> **What to work on**: Some lines hold the string "background". Copy all of them from the material that follows.

> **Source records**:
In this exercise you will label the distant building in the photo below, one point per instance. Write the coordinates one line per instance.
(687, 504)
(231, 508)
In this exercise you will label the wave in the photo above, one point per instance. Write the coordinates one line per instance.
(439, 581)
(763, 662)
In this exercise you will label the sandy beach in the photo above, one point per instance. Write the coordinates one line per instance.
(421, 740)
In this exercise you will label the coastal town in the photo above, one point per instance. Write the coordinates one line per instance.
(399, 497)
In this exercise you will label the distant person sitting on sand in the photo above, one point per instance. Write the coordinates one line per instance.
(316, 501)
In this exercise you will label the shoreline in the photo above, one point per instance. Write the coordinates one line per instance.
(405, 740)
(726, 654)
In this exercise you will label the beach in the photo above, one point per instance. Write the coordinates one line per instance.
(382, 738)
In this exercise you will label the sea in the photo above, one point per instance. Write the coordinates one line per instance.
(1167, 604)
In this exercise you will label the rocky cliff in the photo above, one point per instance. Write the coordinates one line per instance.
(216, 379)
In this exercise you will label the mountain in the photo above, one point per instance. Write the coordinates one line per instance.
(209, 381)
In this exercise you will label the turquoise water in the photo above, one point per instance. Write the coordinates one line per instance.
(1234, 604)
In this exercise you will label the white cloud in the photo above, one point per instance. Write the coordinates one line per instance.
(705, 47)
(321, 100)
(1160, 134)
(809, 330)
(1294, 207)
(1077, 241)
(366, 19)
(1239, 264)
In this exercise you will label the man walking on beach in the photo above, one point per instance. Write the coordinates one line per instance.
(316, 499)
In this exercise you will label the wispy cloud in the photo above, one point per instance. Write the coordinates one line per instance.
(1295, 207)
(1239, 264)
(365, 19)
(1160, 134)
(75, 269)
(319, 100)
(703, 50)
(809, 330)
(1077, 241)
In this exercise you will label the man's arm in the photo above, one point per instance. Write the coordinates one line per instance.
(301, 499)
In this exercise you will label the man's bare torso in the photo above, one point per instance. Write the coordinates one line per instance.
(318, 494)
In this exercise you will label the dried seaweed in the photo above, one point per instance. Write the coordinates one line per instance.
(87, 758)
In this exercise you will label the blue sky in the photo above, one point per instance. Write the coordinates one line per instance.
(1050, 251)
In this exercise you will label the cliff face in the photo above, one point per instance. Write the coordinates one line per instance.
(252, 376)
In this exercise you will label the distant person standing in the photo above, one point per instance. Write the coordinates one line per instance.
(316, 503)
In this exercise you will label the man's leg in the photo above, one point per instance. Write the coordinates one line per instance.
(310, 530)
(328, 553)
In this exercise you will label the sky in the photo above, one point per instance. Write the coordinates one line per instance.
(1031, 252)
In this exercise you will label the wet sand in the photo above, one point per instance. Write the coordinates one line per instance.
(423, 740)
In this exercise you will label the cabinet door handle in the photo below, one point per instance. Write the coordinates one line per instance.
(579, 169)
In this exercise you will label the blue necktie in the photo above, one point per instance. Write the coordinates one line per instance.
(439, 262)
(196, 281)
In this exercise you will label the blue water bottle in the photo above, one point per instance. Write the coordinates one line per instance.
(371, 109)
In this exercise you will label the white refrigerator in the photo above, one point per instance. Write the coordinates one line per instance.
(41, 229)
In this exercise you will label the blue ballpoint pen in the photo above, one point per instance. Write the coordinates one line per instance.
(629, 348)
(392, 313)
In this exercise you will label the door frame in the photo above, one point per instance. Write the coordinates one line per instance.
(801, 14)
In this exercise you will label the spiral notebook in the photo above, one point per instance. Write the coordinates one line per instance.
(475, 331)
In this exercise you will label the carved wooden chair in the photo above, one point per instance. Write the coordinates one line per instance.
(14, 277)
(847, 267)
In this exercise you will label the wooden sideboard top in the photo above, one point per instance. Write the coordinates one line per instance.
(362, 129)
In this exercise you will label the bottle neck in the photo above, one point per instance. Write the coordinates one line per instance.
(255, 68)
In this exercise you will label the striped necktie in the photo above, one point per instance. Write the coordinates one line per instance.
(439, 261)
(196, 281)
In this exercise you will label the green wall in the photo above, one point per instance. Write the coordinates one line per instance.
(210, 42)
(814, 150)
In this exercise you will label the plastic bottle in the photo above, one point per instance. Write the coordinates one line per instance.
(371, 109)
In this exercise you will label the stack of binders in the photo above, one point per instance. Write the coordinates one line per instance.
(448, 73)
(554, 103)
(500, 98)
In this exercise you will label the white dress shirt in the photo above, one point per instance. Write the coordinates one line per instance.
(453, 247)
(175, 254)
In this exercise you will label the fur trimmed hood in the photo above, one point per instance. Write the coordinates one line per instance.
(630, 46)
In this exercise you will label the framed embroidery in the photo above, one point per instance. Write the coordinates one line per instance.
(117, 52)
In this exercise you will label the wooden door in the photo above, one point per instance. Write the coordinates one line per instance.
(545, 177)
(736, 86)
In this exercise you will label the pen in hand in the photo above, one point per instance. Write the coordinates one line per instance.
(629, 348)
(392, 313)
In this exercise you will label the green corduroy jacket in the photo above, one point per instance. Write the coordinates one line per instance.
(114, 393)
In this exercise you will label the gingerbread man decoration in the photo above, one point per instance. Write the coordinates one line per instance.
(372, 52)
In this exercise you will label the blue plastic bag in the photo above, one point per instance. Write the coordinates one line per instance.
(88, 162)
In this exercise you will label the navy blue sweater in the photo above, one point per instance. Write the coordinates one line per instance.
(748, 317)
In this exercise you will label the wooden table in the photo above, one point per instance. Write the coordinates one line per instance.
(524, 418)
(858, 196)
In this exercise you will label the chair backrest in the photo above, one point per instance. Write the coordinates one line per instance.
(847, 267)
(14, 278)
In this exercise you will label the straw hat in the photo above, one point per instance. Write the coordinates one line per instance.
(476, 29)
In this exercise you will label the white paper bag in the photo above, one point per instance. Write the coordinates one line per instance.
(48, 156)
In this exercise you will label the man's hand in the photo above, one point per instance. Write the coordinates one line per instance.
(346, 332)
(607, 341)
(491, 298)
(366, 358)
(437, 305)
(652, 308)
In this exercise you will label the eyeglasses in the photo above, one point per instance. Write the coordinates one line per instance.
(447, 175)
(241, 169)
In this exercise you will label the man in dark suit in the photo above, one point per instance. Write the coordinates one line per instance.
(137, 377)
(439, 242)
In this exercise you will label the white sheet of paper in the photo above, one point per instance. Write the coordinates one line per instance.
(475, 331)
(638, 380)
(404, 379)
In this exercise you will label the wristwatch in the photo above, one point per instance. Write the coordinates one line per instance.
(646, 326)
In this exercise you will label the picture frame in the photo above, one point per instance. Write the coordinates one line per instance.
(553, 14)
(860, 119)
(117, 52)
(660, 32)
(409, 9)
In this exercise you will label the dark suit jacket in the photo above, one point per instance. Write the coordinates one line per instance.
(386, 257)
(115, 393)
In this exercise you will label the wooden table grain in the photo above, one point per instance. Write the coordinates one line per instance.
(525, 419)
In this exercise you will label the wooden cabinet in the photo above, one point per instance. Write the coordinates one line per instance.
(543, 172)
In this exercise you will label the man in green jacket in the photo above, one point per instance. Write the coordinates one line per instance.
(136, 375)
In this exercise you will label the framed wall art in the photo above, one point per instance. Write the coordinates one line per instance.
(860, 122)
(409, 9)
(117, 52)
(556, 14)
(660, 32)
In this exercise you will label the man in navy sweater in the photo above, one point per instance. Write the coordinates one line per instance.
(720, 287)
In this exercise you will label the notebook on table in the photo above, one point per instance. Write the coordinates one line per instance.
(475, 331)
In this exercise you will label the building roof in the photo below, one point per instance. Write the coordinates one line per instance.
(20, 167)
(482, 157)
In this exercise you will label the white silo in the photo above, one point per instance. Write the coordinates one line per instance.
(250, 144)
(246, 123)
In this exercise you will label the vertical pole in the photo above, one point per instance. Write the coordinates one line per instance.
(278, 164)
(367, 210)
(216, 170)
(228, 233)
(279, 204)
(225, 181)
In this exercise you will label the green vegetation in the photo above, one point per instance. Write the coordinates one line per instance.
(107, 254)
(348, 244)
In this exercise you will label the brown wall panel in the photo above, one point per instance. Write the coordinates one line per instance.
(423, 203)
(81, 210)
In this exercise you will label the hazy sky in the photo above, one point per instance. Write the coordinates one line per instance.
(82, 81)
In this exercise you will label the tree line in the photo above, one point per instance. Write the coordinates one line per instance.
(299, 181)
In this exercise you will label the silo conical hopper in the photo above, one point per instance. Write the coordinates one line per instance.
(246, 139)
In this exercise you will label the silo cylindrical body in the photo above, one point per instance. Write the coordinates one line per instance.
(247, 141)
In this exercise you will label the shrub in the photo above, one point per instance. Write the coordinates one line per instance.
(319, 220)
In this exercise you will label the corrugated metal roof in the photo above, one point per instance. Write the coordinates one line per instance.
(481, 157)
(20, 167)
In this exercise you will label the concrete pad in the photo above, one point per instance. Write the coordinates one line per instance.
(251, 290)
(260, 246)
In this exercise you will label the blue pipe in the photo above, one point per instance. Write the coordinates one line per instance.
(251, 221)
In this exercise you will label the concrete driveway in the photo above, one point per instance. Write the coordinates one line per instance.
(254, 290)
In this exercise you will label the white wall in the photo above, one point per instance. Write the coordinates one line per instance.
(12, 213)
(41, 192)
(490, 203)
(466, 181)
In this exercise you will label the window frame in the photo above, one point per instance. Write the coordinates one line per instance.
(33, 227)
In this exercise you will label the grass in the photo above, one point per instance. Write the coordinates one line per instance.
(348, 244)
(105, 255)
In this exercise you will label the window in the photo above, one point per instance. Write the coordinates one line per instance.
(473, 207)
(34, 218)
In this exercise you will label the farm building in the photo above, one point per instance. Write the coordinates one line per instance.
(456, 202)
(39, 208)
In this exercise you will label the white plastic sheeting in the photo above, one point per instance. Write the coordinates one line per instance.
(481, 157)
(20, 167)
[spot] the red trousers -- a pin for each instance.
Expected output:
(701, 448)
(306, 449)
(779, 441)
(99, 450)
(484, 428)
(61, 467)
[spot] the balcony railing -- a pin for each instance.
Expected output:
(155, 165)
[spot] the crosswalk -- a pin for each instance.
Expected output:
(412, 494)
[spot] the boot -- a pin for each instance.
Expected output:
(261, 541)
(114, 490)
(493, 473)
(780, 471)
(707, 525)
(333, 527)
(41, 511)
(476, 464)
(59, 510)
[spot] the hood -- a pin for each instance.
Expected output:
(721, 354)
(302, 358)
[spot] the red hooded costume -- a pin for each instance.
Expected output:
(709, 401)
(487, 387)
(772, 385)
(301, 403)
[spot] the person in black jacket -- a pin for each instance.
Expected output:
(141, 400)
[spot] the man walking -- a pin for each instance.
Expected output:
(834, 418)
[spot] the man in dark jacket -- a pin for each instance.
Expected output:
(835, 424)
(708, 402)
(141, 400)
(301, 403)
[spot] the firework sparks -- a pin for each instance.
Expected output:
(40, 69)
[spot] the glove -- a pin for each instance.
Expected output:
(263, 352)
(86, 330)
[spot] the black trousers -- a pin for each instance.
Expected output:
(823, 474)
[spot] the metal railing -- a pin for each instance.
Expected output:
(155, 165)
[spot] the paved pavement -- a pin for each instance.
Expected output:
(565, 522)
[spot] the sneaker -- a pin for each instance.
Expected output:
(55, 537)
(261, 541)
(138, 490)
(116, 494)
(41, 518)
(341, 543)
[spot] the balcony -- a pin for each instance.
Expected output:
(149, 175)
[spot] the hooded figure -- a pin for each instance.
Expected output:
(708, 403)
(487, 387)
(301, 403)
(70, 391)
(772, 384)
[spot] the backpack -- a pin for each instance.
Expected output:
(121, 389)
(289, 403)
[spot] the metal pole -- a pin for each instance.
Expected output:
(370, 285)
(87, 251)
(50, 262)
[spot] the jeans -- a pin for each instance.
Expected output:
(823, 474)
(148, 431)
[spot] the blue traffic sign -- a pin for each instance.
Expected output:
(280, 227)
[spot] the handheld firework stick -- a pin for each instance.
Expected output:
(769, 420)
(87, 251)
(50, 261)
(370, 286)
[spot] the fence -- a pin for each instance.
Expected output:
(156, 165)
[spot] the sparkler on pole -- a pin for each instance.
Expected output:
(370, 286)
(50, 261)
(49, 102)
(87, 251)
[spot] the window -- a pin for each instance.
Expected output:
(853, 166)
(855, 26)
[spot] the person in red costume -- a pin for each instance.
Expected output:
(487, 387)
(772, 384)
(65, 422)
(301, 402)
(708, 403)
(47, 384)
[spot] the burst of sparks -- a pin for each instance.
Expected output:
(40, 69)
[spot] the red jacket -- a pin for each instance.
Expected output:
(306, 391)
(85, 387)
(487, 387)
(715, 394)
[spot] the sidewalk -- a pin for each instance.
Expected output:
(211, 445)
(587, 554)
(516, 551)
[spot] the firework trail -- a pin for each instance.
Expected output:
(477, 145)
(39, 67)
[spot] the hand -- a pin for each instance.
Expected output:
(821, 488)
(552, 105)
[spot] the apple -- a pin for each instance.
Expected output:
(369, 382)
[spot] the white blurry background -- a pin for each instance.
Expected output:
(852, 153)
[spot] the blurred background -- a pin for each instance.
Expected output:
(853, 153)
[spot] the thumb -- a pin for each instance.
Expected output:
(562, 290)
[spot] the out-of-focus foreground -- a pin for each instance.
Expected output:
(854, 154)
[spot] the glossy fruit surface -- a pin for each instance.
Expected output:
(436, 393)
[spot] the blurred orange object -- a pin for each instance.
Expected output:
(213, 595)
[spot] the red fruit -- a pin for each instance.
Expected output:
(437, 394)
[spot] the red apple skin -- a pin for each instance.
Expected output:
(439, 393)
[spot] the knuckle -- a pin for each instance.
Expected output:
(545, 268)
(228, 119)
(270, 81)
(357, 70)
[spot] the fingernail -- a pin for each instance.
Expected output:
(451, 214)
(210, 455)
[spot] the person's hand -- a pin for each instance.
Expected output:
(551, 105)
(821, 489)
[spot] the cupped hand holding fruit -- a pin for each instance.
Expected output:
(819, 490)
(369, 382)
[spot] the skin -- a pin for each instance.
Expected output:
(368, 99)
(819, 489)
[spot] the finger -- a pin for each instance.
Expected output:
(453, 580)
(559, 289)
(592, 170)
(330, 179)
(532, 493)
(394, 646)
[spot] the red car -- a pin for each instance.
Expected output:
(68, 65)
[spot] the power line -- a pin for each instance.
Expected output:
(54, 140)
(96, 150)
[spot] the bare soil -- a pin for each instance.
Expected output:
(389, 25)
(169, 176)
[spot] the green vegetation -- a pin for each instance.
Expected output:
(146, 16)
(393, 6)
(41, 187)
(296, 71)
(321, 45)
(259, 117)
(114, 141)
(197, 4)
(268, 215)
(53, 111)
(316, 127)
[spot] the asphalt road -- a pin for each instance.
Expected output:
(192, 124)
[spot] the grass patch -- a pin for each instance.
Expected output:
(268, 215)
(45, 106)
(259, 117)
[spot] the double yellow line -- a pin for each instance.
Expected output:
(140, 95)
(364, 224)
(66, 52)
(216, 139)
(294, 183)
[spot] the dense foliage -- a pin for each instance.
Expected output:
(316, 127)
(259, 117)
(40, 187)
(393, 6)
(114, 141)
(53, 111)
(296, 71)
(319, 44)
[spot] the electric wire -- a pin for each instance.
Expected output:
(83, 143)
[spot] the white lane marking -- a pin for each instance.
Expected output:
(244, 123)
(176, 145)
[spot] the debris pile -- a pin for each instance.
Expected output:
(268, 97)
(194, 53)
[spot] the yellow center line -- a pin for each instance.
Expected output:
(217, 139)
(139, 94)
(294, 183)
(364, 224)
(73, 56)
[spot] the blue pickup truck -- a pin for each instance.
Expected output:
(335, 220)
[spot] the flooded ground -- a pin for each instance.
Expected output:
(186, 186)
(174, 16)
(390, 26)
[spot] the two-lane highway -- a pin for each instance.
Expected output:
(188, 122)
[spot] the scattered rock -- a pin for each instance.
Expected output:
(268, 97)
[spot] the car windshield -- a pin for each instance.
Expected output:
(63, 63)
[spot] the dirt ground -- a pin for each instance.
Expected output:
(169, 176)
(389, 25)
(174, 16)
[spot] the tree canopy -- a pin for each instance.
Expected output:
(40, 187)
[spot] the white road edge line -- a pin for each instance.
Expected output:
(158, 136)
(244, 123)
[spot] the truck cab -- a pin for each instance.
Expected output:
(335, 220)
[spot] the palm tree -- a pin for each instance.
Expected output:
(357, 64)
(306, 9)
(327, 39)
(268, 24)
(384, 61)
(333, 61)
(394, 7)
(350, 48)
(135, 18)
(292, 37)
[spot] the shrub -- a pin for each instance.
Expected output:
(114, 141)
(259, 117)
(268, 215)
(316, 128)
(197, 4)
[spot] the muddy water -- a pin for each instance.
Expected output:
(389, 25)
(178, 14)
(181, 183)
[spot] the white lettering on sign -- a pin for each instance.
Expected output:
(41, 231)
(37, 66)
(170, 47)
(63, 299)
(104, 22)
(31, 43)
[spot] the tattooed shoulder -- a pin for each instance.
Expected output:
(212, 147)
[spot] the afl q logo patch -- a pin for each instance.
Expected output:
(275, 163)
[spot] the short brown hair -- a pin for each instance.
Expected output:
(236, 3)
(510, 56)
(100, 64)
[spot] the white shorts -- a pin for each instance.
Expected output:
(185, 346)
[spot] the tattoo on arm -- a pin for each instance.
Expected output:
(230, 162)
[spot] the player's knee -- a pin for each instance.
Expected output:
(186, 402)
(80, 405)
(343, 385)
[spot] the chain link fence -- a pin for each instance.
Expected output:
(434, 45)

> **Output**:
[spot] the white blurry background -- a pin for each instance.
[spot] the blurred background -- a pin for each instance.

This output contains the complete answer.